■ **Task goal**
Please change every "windshield" in the records below to "windscreen", keeping everything else the same. Leave the pictures out of your answer.

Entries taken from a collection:

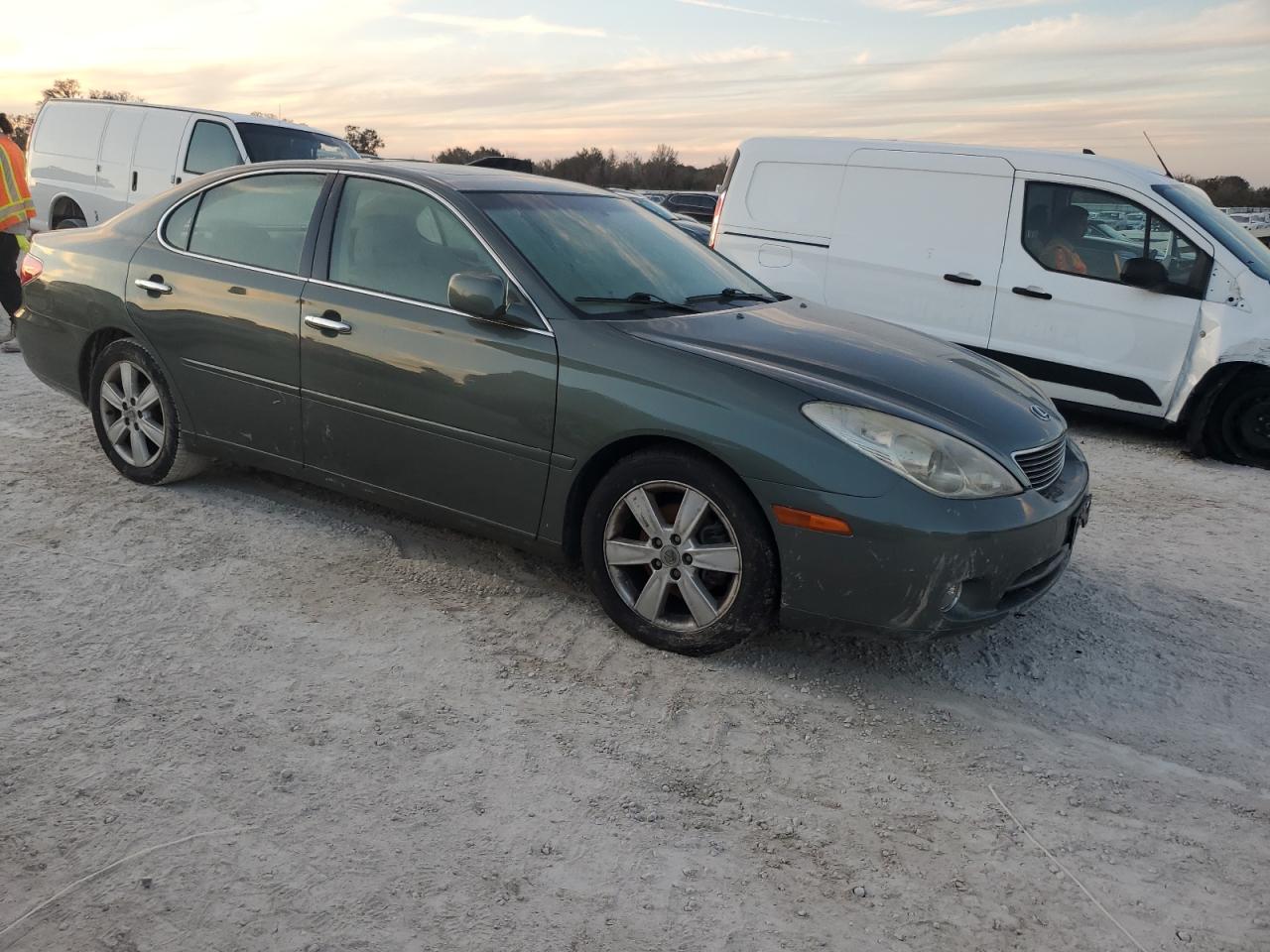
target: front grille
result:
[1015,435,1067,490]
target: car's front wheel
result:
[89,339,207,485]
[581,449,777,654]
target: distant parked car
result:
[609,187,710,245]
[15,162,1088,654]
[27,99,357,231]
[662,191,718,225]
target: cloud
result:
[407,13,608,37]
[865,0,1052,17]
[675,0,834,23]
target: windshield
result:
[1152,184,1270,281]
[468,191,781,316]
[234,122,357,163]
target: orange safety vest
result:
[0,136,36,231]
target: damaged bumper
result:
[750,441,1089,635]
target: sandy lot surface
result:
[0,355,1270,952]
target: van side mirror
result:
[445,272,539,327]
[1120,258,1169,291]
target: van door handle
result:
[132,274,172,298]
[305,311,353,337]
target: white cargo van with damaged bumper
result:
[27,99,357,231]
[712,139,1270,466]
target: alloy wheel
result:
[98,361,168,468]
[604,481,742,634]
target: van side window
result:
[186,119,242,176]
[184,173,323,274]
[1022,181,1212,298]
[329,178,502,307]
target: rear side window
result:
[329,178,502,307]
[184,173,323,274]
[745,163,843,237]
[186,119,242,176]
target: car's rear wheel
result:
[581,449,777,654]
[89,339,207,485]
[1204,369,1270,468]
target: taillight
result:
[19,251,45,285]
[710,191,727,248]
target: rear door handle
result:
[305,311,353,337]
[132,274,172,295]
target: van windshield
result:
[468,191,785,317]
[235,122,357,163]
[1152,182,1270,281]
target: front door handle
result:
[132,274,172,298]
[305,311,353,337]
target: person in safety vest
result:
[0,113,36,354]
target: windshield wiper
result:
[574,291,698,313]
[685,289,776,304]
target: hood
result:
[615,298,1067,462]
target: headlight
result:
[803,403,1022,499]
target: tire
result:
[581,448,777,654]
[89,337,208,486]
[1204,369,1270,468]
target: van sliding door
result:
[826,149,1015,346]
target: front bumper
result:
[749,441,1089,635]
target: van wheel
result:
[89,337,207,485]
[1204,369,1270,468]
[581,448,777,654]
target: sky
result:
[0,0,1270,185]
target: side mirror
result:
[447,272,507,321]
[1120,258,1169,291]
[445,272,541,327]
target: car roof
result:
[251,159,615,198]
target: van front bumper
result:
[748,440,1089,635]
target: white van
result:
[711,139,1270,464]
[27,99,357,231]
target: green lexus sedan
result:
[15,162,1088,654]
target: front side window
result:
[468,191,777,316]
[235,122,358,163]
[185,174,323,274]
[1022,181,1212,298]
[186,119,242,176]
[329,178,503,307]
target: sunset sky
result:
[0,0,1270,184]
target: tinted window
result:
[1024,181,1212,298]
[236,122,357,163]
[163,195,199,251]
[189,174,322,274]
[329,178,503,305]
[186,119,242,176]
[470,191,771,314]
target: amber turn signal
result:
[772,505,851,536]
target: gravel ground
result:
[0,355,1270,952]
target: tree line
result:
[432,144,727,191]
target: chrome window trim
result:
[309,278,555,337]
[155,168,334,282]
[329,169,555,337]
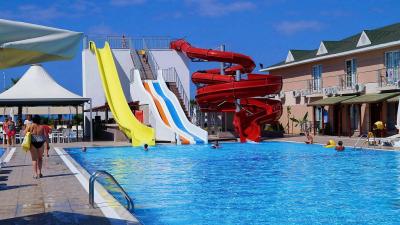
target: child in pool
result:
[211,141,220,149]
[305,131,314,144]
[335,141,344,152]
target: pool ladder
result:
[89,170,135,211]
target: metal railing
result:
[130,49,146,80]
[377,67,400,87]
[306,78,323,94]
[83,35,174,50]
[146,49,160,79]
[161,67,191,115]
[89,170,135,211]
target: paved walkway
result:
[0,148,126,225]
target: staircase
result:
[166,82,190,120]
[132,50,156,80]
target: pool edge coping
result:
[263,140,400,152]
[54,147,142,224]
[0,147,17,168]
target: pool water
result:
[67,142,400,224]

■ **Output of the exercise**
target: front grille
result:
[1015,435,1067,490]
target: car's front wheel
result:
[89,339,207,485]
[581,449,777,654]
target: distant parked car
result:
[609,187,710,245]
[15,162,1088,654]
[27,99,357,231]
[662,191,718,225]
target: cloud
result:
[407,13,608,37]
[865,0,1052,17]
[675,0,834,23]
target: windscreen
result:
[1152,184,1270,281]
[468,191,781,316]
[234,122,357,163]
target: orange safety vest
result:
[0,136,36,231]
target: damaged bumper
result:
[750,441,1089,635]
target: sandy lot surface
result:
[0,355,1270,952]
target: van side mirror
result:
[445,272,539,327]
[1120,258,1169,291]
target: van door handle
result:
[132,274,172,298]
[305,311,353,337]
target: white cargo van with damaged bumper
result:
[27,99,357,231]
[712,139,1270,466]
target: alloy wheel
result:
[98,361,168,468]
[604,481,742,634]
target: van side window
result:
[186,119,242,176]
[184,173,323,274]
[1022,181,1212,298]
[329,178,502,307]
target: rear side window
result:
[329,178,502,307]
[184,173,323,274]
[745,163,843,237]
[186,119,242,176]
target: car's rear wheel
result:
[581,449,777,654]
[89,339,207,485]
[1204,369,1270,468]
target: taillight
result:
[19,251,45,285]
[710,191,727,248]
target: rear door handle
result:
[305,311,353,337]
[132,274,172,295]
target: van windscreen
result:
[468,191,785,317]
[235,122,357,163]
[1152,182,1270,281]
target: front door handle
result:
[132,274,172,298]
[305,311,353,337]
target: person in safety vest
result:
[0,113,36,354]
target: windscreen wiper
result:
[574,291,698,313]
[685,289,776,304]
target: hood
result:
[615,298,1067,462]
target: headlight
result:
[803,403,1022,499]
target: tire
result:
[581,448,777,654]
[89,337,208,486]
[1204,369,1270,468]
target: van sliding door
result:
[826,149,1015,346]
target: front bumper
result:
[749,441,1089,635]
target: van wheel
result:
[89,337,207,485]
[1204,369,1270,468]
[581,448,777,654]
target: sky
result:
[0,0,1270,185]
target: side mirror
result:
[447,272,507,321]
[1120,258,1169,291]
[445,272,541,327]
target: car roof
result:
[251,159,615,198]
target: van front bumper
result:
[748,440,1089,635]
target: white van
result:
[711,139,1270,464]
[27,99,357,231]
target: green lexus sedan
result:
[15,162,1088,654]
target: front side window
result:
[468,191,777,316]
[235,122,358,163]
[185,174,323,274]
[1022,181,1212,298]
[186,119,242,176]
[329,178,503,307]
target: sunset sky
result:
[0,0,1270,184]
target: tinted window
result:
[1024,181,1212,298]
[236,122,357,163]
[163,195,199,251]
[189,174,322,274]
[329,178,503,305]
[186,119,242,176]
[470,191,771,314]
target: amber turn signal
result:
[772,505,851,536]
target: gravel ground
result:
[0,355,1270,952]
target: tree line
result:
[432,144,727,191]
target: chrome window trim
result:
[309,278,555,337]
[155,168,334,282]
[329,169,555,337]
target: child in pool
result:
[211,141,220,149]
[305,131,314,144]
[335,141,344,152]
target: pool ladder
result:
[89,170,135,211]
target: metal railing
result:
[130,49,146,80]
[377,67,400,87]
[306,78,323,94]
[83,35,174,50]
[146,49,160,79]
[161,67,191,115]
[89,170,135,211]
target: paved walkway
result:
[0,148,126,225]
target: staircase
result:
[166,82,190,120]
[132,50,156,80]
target: pool edge coping
result:
[263,140,400,152]
[54,147,142,224]
[0,147,17,168]
target: pool water
result:
[67,142,400,224]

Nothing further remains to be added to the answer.